Stored items
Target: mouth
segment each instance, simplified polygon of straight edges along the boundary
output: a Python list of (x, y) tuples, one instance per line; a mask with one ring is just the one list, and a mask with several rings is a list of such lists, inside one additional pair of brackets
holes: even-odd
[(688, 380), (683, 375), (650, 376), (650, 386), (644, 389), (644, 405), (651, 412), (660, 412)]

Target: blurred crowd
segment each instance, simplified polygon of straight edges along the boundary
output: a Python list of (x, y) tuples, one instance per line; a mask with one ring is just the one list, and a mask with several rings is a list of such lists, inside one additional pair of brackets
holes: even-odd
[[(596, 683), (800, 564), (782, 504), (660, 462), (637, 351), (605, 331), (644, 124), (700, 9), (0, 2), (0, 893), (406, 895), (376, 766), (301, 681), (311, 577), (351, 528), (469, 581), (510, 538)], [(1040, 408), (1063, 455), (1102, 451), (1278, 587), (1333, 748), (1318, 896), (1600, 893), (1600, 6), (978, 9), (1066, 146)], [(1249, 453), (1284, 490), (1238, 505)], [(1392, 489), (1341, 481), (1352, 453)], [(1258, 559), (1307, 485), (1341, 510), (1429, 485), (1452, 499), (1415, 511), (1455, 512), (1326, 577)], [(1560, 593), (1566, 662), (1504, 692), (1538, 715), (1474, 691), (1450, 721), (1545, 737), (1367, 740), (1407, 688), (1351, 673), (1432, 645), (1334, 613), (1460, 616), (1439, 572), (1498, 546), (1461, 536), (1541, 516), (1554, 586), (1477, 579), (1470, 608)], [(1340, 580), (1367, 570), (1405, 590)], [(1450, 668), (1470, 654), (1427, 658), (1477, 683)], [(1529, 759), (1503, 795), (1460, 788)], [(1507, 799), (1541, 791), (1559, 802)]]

Requirement: Write down all the entries again without a single difference.

Task output:
Target: mouth
segment each instance, simplified polygon of straight edges along the boundary
output: a Python list of (x, y) tuples, one instance per line; a mask with one ring is just the one list, and a mask with several rings is a list of such lists, inside one additional pair of brackets
holes: even-odd
[(688, 380), (683, 375), (650, 376), (650, 386), (644, 389), (644, 405), (651, 412), (660, 412)]

Target: blurred crowd
segment each instance, simplified polygon of straight edges along the boundary
output: a Python list of (x, y) tuples, one instance per line; a mask with one ring is just the one list, and a mask with several rings is a list of such lists, inside one additional pair of brackets
holes: even-odd
[[(596, 683), (800, 564), (782, 504), (660, 462), (637, 351), (605, 331), (644, 124), (700, 9), (0, 2), (0, 893), (406, 895), (376, 766), (301, 681), (311, 577), (351, 528), (469, 581), (510, 538)], [(1040, 408), (1063, 455), (1102, 451), (1278, 587), (1333, 748), (1318, 896), (1600, 893), (1600, 6), (978, 9), (1066, 146)], [(1249, 453), (1284, 490), (1238, 505)], [(1392, 489), (1341, 481), (1352, 453)], [(1258, 559), (1307, 485), (1341, 510), (1429, 485), (1452, 499), (1415, 511), (1455, 512), (1326, 577)], [(1560, 593), (1566, 662), (1504, 692), (1538, 715), (1474, 691), (1450, 721), (1545, 737), (1367, 740), (1407, 688), (1351, 673), (1432, 645), (1334, 613), (1460, 616), (1439, 572), (1498, 546), (1461, 536), (1541, 516), (1554, 586), (1477, 579), (1470, 608)], [(1340, 580), (1367, 570), (1405, 590)], [(1450, 668), (1470, 654), (1427, 658), (1477, 683)], [(1529, 759), (1503, 795), (1460, 788)], [(1507, 799), (1541, 791), (1559, 802)]]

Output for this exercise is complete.